## BEGIN PASSAGE TO READ
Skip to content

File Format Reference

This reference documents every file format supported by File Organizer, including extraction behavior, optional dependencies, and tunable parameters.

Overview

File Organizer supports 48+ file formats across 8 categories. Each format has a dedicated reader that extracts text, metadata, or structural information for AI-based classification and organization.

Category Formats Optional Dependencies Install Group
Documents .txt, .md, .pdf, .docx, .csv, .xlsx, .pptx PyMuPDF, python-docx, pandas, python-pptx Core / none
Ebooks .epub ebooklib Core
Archives .zip, .7z, .tar, .tar.gz, .tgz, .tar.bz2, .tbz2, .tar.xz, .rar py7zr, rarfile [archive]
Scientific .hdf5, .h5, .hdf, .nc, .nc4, .netcdf, .mat h5py, netCDF4, scipy [scientific]
CAD .dxf, .dwg, .step, .stp, .iges, .igs ezdxf [cad]
Images .jpg, .jpeg, .png, .gif, .bmp, .tiff, .tif None (VisionProcessor) Core
Audio .mp3, .wav, .flac, .m4a, .ogg faster-whisper, torch [audio]
Video .mp4, .avi, .mkv, .mov, .wmv opencv-python, scenedetect [video]

Global Limits

All readers share a maximum file size check before processing:

Parameter Default Location
MAX_FILE_SIZE_BYTES 500 MB src/file_organizer/utils/readers/_base.py

Files exceeding this limit raise FileTooLargeError and are skipped.

Installing Optional Dependencies

# Individual groups
pip install -e ".[archive]"      # 7z and RAR support
pip install -e ".[scientific]"   # HDF5, NetCDF, MATLAB
pip install -e ".[cad]"          # DXF/DWG/STEP/IGES
pip install -e ".[audio]"        # Audio transcription
pip install -e ".[video]"        # Video scene detection

# Everything
pip install -e ".[all]"

Documents

Source module: src/file_organizer/utils/readers/documents.py

Plain Text (.txt, .md)

Parameter Default Description
max_chars 5000 Maximum characters read from file
  • Reads with UTF-8 encoding, ignoring decode errors
  • No optional dependencies required

PDF (.pdf)

Parameter Default Description
max_pages 5 Maximum number of pages to extract text from
  • Uses PyMuPDF (fitz) for text extraction
  • Extracts plain text from each page sequentially
  • Requires: PyMuPDF (included in core dependencies)

Word Documents (.docx)

  • Extracts text from all non-empty paragraphs
  • Joins paragraphs with newlines
  • Requires: python-docx (included in core dependencies)

Note

Only .docx (Office Open XML) is supported. Legacy .doc (binary format) files are not supported and will return None from the reader dispatcher.

Spreadsheets (.csv, .xlsx)

Parameter Default Description
max_rows 100 Maximum rows read from the spreadsheet
  • CSV files read with pandas.read_csv
  • Excel files read with pandas.read_excel (requires openpyxl for .xlsx)
  • Returns string representation of the DataFrame
  • Requires: pandas, openpyxl (included in core dependencies)
## END PASSAGE TO READ
- **CHALLENGES**
**A.** In the file format reference, condense the paragraph beginning "File Organizer supports 48+ file formats" into one shorter sentence that keeps its main facts.
**B.** From the pip install commands in the file format reference, list every install group named in square brackets.
**C.** Carry on writing the file format reference from the end of its spreadsheets section, in the same style.
The lines that follow have no connection to the file format reference.
## BEGIN DATA
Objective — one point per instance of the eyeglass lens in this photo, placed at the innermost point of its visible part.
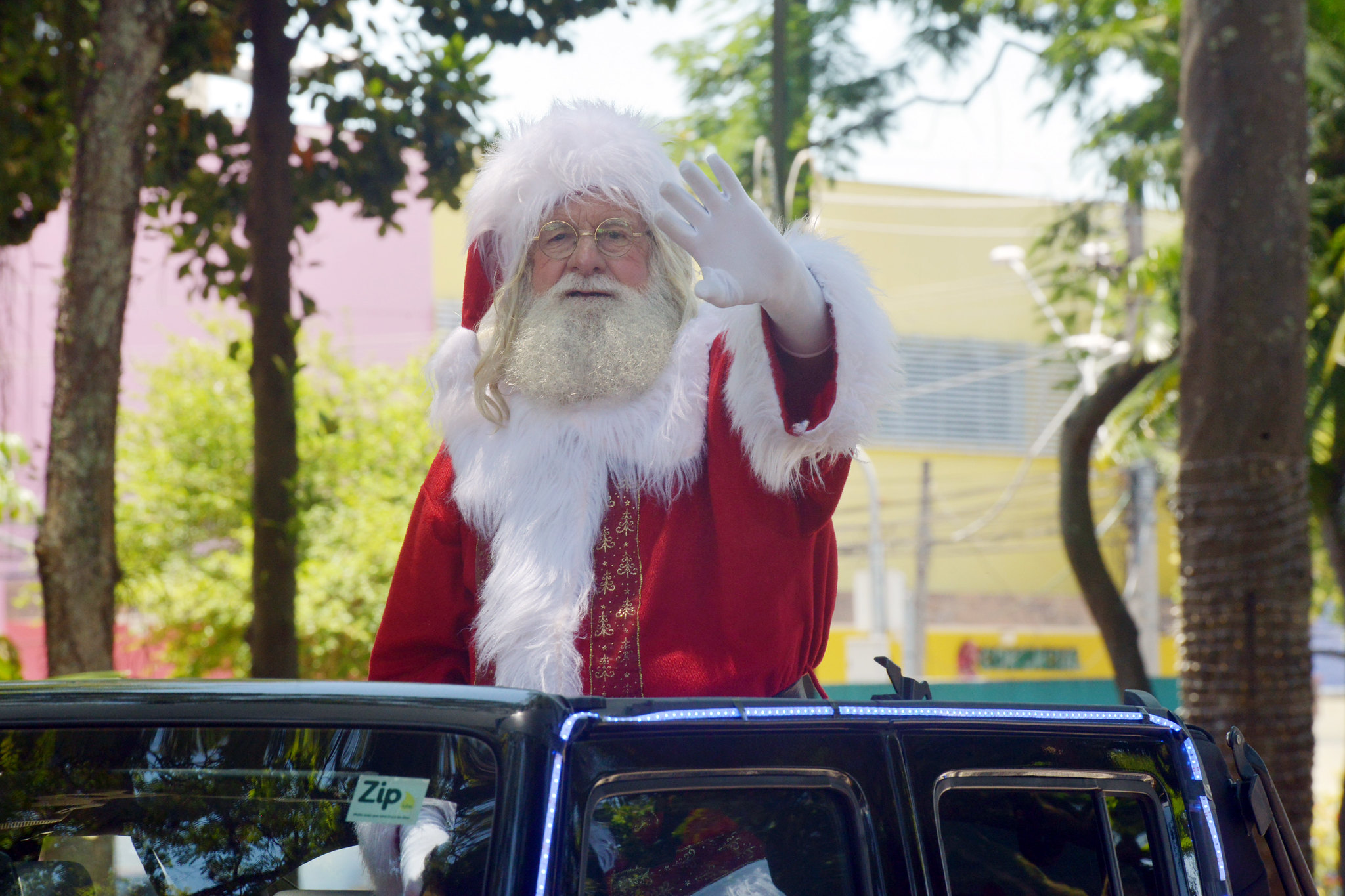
## END DATA
- **OUTPUTS**
**A.** File Organizer handles 48+ formats in 8 categories, each with a dedicated reader that extracts text, metadata, or structural information for AI-based classification and organization.

**B.** archive, scientific, cad, audio, video, all

**C.**
Note

Only .xlsx (Office Open XML) is supported for Excel files. Legacy .xls (binary format) files are registered in the reader dispatch table but will fail at runtime because the required xlrd package is not included in project dependencies.

Presentations (.pptx)

  • Extracts text from all shapes on each slide
  • Formats output as Slide N: text1 | text2 | ...
  • Requires: python-pptx (included in core dependencies)

Legacy Format Limitation

Only .pptx (Office Open XML) is fully supported. Legacy .ppt (binary format) files are detected by the reader dispatch table but will fail at runtime because python-pptx only supports .pptx. If you need to process .ppt files, convert them to .pptx first using Microsoft Office or LibreOffice.

Ebooks

Source module: src/file_organizer/utils/readers/ebook.py

EPUB (.epub)

Parameter Default Description
max_chars 10000 Maximum characters extracted from the ebook
  • Iterates over document items in the EPUB container
  • Strips HTML tags using regex
  • Stops extraction once max_chars is reached
  • Requires: ebooklib (included in core dependencies)

Note

Only .epub format is supported. Other ebook formats (.mobi, .azw) are not currently supported. The reader dispatcher returns None for unrecognized extensions, causing the file to be skipped.

Archives

Source module: src/file_organizer/utils/readers/archives.py

Archive readers extract metadata and file listings, not file contents. This provides enough information for AI classification without decompressing large archives.

ZIP (.zip)

Parameter Default Description
max_files 50 Maximum number of entries to list
  • Uses Python standard library zipfile
  • Lists file names, sizes (original and compressed), and compression ratio
  • No optional dependencies required

7z (.7z)

Parameter Default Description
max_files 50 Maximum number of entries to list
  • Lists file names and sizes from the 7z archive
  • Requires: py7zr (install group: [archive])

TAR Archives (.tar, .tar.gz, .tgz, .tar.bz2, .tbz2, .tar.xz)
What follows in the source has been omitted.